Uma revista de grande circulação, cá do Sul, a "Época" decidiu escolher os mais destacados brasileiros da história, tanto pela escolha feita por um júri de 33 personalidades, como por uma votação popular, via Internet. A elite escolheu Ruy Barbosa. O povão preferiu o espírita Chico Xavier. Reparo, como entre os candidatos da elite, aparecem nomes como José Bonifácio ou o Padre António Vieira, bem como escritores como Machado de Assis e os outros habituais heróis brasileiros, de Juscelino a Getúlio Vargas, enquanto o povão andava mais pelo Ayrton Sena e pelo Pelé. Isto é, num tempo de crise de personalidades, o Brasil vai ao passado buscar os seus signos unificantes, assim se demonstrando como uma nação é uma comunidade de significações partilhadas.

Reparo como vão decrescendo os símbolos comuns à lusofonia. Noto como nas bancas populares ainda circulam em edições de bolso alguns dos nossos clássicos como Eça e anoto que Pessoa ainda aparece num qualquer supermercado, mas temo que a nova era da globalização nos pode distanciar, dado que não me parece que baste Saramago. Vale-nos São Futebol, onde o nome de Scolari faz sempre primeira página e onde também aparece o Deco aqui e ali, mas já sem memórias de um Otto Glória e de outros da mesma geração que nos ensinaram ao processo artístico do pé na bola e muita finta.

Ganhou o Ruy e muito bem. Pelo menos recorda-se alguém que foi quatro vezes candidato a presidente da república e perdeu sempre, quando os adversários da república musculada e militarenta lhe chamavam o Rui Verbosa, só porque tinha razão antes do tempo e clamava para esta terra a tripla exigência do abolicionismo, do civilismo e do federalismo. Que viva o baiano que, quando em 1916 foi apresentado o projecto de código civil ao congresso, num trabalho de Clovis Bevilacqua, decidiu trabalhar até altas horas na sua residência, com candelabro atado ao pulso por uma argola, e fazer cerca de mil e oitocentas emendas ao texto. Isto é ficaram mais as emendas do que a intenção de Clovis, para que assim se revogassem nesta terra os restos de Ordenações Filipinas que continuavam em vigor.

◆ ◆ ◆

Tarefas ::
1. Atualize a parte do trecho que começa em "Reparo como vão" e vai até "e muita finta.", pondo "Camões" no lugar de "Saramago".
2. Segundo o trecho, quantas emendas Ruy Barbosa fez ao texto do código civil?
3. Diga se cada afirmação concorda com o trecho, respondendo sim ou não e citando as palavras que o decidem:
(a) O júri da revista "Época" era formado por 33 personalidades.
(b) Na votação popular, o mais escolhido foi Pelé.
(c) Ruy Barbosa foi candidato a presidente da república quatro vezes e venceu uma delas.
As entradas não contam para nenhuma destas tarefas.

◆ ◆ ◆

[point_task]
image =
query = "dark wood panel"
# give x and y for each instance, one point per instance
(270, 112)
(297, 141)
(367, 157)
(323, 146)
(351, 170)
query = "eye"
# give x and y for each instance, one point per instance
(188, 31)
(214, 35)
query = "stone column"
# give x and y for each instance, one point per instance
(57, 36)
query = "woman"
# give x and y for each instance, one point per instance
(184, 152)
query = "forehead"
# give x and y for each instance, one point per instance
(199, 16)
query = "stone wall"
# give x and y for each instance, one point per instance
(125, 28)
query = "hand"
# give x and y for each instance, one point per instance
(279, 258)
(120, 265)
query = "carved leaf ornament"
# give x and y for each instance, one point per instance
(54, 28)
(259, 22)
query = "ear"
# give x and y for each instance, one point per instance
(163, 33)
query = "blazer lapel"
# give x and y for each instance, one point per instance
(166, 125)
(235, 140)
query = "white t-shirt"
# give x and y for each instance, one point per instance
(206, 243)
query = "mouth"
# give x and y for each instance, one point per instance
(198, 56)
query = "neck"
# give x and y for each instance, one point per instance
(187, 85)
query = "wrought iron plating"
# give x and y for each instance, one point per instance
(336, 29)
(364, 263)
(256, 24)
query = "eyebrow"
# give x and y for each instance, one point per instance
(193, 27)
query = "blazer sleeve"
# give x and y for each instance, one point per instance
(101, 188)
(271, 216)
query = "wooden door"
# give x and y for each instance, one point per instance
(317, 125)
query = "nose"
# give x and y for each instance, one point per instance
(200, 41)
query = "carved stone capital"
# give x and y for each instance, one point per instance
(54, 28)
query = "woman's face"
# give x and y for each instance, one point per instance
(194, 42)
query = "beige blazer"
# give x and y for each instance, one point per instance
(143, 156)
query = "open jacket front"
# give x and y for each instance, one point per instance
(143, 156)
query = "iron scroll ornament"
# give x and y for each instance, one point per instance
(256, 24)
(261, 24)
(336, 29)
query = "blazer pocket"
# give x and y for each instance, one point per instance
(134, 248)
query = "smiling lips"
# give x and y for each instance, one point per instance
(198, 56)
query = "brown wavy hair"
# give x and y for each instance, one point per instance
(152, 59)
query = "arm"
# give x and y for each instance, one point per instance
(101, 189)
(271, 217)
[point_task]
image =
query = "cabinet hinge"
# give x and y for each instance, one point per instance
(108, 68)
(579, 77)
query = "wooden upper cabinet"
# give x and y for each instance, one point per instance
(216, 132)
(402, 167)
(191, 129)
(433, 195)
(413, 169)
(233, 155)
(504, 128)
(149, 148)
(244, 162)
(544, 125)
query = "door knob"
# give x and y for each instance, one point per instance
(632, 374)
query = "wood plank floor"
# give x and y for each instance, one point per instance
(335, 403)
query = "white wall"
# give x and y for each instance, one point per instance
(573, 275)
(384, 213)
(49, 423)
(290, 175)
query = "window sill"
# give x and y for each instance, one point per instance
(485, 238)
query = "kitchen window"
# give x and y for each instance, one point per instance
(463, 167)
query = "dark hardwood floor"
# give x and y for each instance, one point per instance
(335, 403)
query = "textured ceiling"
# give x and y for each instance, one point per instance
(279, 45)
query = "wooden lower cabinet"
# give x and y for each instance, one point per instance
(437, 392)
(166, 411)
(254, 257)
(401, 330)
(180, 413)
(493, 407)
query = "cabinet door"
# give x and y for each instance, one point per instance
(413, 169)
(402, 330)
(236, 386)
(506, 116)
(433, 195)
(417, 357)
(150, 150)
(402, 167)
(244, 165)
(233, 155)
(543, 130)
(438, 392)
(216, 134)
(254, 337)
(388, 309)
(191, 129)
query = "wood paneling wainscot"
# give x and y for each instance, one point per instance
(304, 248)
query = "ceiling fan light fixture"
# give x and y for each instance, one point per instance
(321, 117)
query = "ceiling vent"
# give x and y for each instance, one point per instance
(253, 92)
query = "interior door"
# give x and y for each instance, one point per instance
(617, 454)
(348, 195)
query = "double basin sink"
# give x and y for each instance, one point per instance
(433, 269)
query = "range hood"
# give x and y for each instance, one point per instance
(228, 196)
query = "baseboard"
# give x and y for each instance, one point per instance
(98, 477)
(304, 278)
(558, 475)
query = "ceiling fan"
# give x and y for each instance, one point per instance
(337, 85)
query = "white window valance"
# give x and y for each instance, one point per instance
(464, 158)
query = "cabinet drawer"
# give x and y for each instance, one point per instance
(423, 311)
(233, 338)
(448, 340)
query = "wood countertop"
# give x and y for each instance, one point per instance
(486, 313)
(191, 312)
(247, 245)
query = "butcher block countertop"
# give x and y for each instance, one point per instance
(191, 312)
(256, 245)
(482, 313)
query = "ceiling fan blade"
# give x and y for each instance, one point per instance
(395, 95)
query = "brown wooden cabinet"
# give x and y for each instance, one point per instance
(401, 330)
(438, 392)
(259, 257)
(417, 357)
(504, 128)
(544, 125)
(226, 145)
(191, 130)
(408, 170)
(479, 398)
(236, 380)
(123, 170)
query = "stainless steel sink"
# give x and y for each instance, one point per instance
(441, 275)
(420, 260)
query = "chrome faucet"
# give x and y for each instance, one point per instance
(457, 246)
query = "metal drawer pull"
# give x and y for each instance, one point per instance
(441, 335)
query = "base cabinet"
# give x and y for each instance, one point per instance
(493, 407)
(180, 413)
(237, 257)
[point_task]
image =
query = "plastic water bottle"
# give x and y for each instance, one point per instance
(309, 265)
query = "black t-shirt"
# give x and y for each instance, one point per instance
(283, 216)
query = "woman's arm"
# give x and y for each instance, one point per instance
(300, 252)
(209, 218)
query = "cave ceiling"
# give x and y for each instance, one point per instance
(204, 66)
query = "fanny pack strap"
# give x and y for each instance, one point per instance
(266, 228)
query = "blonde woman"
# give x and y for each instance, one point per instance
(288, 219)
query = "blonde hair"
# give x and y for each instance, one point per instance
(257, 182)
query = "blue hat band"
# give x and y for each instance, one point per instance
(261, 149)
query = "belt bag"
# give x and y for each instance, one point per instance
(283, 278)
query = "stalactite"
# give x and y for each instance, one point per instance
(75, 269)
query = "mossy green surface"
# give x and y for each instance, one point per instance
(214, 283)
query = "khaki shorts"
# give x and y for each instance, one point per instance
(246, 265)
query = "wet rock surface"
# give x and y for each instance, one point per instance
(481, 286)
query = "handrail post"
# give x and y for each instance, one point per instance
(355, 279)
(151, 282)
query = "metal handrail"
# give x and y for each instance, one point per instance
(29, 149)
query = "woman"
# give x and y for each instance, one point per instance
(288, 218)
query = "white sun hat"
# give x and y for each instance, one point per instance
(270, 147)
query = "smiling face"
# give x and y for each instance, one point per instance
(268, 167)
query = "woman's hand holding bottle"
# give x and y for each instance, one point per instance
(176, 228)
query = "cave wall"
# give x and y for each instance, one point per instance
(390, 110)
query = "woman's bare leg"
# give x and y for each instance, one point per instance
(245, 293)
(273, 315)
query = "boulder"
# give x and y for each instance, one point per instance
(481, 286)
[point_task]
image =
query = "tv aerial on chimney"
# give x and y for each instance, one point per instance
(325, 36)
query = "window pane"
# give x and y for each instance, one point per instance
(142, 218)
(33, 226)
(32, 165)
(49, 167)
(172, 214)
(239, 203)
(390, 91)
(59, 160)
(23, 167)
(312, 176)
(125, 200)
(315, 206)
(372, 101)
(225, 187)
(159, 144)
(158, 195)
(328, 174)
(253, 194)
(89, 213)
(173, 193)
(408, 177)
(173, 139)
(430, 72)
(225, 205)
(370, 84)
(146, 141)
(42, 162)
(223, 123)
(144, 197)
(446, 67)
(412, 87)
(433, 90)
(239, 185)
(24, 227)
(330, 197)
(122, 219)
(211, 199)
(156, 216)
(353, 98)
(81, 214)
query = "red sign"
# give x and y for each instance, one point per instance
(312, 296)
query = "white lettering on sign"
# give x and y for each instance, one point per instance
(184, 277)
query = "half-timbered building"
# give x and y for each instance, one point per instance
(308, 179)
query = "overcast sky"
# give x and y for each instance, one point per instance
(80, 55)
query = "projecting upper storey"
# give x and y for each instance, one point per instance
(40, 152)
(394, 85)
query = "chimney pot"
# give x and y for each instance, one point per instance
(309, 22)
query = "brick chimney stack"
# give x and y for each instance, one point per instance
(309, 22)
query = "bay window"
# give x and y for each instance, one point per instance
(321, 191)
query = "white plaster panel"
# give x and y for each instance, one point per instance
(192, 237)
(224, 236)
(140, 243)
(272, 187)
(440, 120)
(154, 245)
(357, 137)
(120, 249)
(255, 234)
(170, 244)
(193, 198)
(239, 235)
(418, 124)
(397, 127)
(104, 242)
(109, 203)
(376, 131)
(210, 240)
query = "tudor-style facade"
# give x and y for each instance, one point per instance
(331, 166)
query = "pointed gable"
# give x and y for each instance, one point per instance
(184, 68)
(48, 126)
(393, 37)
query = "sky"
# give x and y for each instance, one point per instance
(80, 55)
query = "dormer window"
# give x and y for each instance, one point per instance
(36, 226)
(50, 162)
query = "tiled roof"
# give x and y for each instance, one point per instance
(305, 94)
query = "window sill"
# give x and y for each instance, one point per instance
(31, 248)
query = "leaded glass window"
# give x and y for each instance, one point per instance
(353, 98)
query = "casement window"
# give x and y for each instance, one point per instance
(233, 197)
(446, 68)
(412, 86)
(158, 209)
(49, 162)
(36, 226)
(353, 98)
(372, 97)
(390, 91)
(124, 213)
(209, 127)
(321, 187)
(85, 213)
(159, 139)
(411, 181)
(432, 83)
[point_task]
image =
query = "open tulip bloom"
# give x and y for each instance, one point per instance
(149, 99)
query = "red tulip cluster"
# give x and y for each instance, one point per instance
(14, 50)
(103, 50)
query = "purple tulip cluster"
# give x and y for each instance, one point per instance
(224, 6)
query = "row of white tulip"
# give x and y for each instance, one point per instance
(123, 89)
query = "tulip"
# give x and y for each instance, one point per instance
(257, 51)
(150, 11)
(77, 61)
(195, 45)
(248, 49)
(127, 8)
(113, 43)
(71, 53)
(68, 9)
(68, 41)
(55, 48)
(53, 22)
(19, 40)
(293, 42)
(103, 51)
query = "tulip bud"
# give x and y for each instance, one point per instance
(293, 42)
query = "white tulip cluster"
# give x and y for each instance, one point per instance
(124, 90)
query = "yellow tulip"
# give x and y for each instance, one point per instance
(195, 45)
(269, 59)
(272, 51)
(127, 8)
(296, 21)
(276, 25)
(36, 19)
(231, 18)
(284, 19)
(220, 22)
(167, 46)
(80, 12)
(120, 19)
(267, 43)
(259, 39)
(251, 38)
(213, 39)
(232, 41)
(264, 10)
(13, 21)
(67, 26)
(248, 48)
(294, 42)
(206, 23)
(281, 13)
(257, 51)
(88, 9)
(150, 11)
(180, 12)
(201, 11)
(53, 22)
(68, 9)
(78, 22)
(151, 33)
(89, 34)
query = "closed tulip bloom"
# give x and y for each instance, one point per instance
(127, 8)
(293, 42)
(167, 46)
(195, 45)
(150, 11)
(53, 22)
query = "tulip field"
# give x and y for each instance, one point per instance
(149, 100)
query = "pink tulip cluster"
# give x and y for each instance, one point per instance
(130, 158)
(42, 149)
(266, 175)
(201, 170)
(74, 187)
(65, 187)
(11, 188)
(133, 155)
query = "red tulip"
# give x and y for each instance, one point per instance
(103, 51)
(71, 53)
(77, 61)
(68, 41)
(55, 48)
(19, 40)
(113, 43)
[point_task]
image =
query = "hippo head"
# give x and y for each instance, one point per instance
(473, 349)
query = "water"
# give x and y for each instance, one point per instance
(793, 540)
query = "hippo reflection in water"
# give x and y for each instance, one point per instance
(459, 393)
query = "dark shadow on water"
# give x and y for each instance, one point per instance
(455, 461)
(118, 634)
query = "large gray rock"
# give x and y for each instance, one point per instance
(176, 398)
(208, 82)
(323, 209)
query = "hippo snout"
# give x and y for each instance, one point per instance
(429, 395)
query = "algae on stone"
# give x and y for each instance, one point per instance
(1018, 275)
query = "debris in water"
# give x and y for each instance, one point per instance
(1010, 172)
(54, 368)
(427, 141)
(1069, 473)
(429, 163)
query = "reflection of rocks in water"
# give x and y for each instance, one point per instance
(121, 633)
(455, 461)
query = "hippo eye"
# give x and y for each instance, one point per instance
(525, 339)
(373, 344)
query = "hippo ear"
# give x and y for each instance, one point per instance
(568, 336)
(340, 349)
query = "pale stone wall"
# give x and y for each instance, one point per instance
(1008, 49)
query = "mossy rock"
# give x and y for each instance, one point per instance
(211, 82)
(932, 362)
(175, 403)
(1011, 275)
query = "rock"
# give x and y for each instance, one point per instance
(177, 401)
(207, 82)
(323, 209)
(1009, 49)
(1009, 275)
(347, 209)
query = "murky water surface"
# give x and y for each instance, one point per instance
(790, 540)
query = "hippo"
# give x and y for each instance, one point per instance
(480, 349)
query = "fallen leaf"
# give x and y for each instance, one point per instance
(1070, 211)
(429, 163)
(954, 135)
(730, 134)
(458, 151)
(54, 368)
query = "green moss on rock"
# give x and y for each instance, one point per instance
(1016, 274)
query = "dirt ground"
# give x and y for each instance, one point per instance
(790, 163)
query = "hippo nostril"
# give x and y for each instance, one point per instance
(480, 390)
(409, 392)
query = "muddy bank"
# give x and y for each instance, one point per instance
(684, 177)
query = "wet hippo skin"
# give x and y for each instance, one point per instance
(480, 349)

◆ ◆ ◆

Resultados esperados ::
1.
Reparo como vão decrescendo os símbolos comuns à lusofonia. Noto como nas bancas populares ainda circulam em edições de bolso alguns dos nossos clássicos como Eça e anoto que Pessoa ainda aparece num qualquer supermercado, mas temo que a nova era da globalização nos pode distanciar, dado que não me parece que baste Camões. Vale-nos São Futebol, onde o nome de Scolari faz sempre primeira página e onde também aparece o Deco aqui e ali, mas já sem memórias de um Otto Glória e de outros da mesma geração que nos ensinaram ao processo artístico do pé na bola e muita finta.

2. Cerca de mil e oitocentas.

3.
(a) Sim: "um júri de 33 personalidades".
(b) Não: "O povão preferiu o espírita Chico Xavier."
(c) Não: "foi quatro vezes candidato a presidente da república e perdeu sempre".